** Request **
How many lines in the items below contain the string "headband"? Reply with the number alone.

[start of The records]

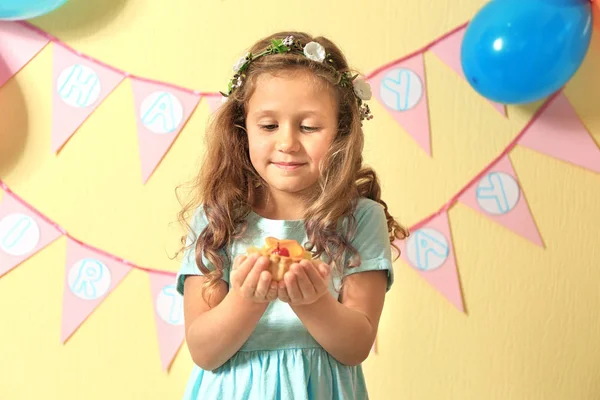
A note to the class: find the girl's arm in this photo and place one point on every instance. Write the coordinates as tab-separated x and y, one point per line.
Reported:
216	331
346	329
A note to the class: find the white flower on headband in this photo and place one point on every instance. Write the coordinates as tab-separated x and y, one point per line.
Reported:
314	51
240	63
362	89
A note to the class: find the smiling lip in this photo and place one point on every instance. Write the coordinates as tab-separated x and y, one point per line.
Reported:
288	166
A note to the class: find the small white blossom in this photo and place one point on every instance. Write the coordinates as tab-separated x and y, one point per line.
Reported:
288	41
362	89
240	63
314	51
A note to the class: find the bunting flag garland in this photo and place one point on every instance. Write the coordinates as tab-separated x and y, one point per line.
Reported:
81	84
161	114
448	50
168	312
89	279
561	134
18	46
401	88
22	233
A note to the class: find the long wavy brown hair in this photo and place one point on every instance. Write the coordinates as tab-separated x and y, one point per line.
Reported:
228	186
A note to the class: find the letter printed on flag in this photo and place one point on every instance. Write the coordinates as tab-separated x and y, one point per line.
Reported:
162	112
401	88
79	87
89	278
22	233
168	313
430	252
499	196
18	46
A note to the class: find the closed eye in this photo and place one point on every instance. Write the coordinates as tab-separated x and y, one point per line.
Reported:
309	128
268	128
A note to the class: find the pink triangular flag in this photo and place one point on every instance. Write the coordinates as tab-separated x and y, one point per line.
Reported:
168	313
89	278
402	89
558	132
214	101
79	87
18	46
448	50
22	233
161	114
499	196
429	250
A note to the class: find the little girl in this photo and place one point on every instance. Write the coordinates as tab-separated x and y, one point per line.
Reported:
284	160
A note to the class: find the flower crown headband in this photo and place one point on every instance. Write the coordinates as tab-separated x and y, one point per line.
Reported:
313	51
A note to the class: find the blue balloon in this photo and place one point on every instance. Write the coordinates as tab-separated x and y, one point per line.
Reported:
13	10
520	51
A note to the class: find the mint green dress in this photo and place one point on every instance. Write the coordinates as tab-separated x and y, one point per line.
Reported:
280	359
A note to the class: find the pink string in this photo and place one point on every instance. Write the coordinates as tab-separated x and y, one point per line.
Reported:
414	53
481	173
85	245
418	225
59	42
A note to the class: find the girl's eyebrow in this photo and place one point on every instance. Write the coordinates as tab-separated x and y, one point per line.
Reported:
303	113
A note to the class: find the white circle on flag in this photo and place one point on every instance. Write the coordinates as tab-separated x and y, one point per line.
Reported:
427	249
78	86
498	193
89	279
169	305
161	112
401	89
19	234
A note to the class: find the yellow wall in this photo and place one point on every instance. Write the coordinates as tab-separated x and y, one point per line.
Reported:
532	326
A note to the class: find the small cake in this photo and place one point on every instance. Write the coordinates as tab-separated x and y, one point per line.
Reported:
282	254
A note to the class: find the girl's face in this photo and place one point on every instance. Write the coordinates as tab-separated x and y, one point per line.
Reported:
291	122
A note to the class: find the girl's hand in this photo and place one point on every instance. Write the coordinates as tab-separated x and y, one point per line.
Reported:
250	280
304	283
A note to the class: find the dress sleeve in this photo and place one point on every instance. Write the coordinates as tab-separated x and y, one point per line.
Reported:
188	264
372	242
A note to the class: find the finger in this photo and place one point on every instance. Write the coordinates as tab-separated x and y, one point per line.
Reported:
291	285
304	284
251	281
245	265
282	293
314	275
264	283
272	293
239	260
324	270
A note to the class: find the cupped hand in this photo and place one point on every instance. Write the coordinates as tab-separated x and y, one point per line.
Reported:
250	279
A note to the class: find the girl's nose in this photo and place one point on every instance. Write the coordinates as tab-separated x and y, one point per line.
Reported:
287	140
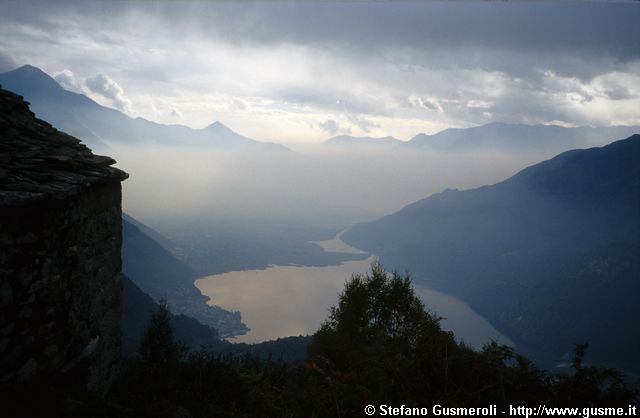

[end of The records]

** Result for this exercise **
2